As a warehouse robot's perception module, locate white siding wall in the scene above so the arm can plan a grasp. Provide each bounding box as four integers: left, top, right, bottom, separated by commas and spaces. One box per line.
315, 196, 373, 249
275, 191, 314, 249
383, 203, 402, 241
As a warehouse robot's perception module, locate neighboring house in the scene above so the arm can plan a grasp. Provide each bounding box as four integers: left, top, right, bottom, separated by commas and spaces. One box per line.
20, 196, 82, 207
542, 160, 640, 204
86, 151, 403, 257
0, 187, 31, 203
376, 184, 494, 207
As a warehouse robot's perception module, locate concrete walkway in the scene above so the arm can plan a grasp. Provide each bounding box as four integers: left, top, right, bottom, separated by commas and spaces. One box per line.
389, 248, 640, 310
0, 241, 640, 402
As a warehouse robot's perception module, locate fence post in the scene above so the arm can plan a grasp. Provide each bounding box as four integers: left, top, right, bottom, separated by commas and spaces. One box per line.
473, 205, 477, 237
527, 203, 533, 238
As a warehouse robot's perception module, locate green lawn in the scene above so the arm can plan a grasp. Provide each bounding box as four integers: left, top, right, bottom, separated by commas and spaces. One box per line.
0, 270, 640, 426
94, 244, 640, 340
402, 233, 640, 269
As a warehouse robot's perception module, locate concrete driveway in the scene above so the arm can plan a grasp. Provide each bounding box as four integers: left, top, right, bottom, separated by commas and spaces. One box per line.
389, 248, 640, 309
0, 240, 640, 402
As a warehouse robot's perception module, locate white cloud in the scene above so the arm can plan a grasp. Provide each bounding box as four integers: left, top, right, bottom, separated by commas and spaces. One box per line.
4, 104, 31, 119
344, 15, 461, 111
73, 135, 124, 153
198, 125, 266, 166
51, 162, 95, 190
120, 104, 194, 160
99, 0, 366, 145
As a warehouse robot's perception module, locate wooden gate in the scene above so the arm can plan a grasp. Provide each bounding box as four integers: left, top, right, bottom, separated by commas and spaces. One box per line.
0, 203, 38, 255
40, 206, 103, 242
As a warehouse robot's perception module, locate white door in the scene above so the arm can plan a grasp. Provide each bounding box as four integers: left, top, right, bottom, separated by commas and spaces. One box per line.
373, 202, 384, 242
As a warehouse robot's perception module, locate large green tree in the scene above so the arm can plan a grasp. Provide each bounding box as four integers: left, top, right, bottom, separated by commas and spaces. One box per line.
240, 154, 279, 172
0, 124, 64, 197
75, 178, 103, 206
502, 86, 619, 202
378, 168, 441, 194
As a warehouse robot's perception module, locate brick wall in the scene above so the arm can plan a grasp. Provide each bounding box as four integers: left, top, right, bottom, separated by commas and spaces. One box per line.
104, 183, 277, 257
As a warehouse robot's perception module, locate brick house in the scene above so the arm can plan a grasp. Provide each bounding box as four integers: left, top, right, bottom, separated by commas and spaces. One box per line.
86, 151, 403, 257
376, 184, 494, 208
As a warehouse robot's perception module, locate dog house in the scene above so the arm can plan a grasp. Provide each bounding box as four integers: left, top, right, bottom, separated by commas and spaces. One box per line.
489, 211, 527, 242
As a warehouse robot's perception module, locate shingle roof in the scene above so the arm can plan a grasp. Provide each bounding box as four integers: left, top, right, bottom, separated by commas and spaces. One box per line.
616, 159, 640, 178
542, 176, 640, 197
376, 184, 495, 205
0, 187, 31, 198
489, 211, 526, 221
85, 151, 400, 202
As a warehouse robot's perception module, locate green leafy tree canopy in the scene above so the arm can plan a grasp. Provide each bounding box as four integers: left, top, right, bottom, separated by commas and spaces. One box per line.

══════

### WRITTEN EXERCISE
Repeat the records from the start through the line containing "527, 203, 533, 238", including both of those lines, with nothing altered.

### TASK ANSWER
As a warehouse robot's perception module, locate white siding wall in the scene above so the arm can plan a grasp. Provide each bounding box as four integers: left, top, right, bottom, separated by commas and spaces. One box per line.
315, 196, 373, 249
275, 191, 314, 249
383, 203, 402, 241
As a warehouse robot's perception module, locate neighboring house in the scene above so the arm can plan a grasp. Provide each bounding box as four integers: left, top, right, bottom, separated by commas and spaces. One box per line.
20, 196, 82, 207
542, 160, 640, 204
86, 151, 403, 257
0, 187, 31, 203
376, 184, 494, 207
As a warehouse robot's perception module, locate concrete walkway in the scene above so the arm can plan a grasp. Provide each bounding box as four integers: left, top, right, bottom, separated by commas and spaces. One box per line.
389, 248, 640, 310
0, 241, 640, 402
As a warehouse robot's perception module, locate fence post in the scene above so the arm can plan a grasp. Provide each bounding box as four integers: left, top, right, bottom, separated by commas and spaces. One box per line.
473, 205, 477, 237
527, 203, 533, 238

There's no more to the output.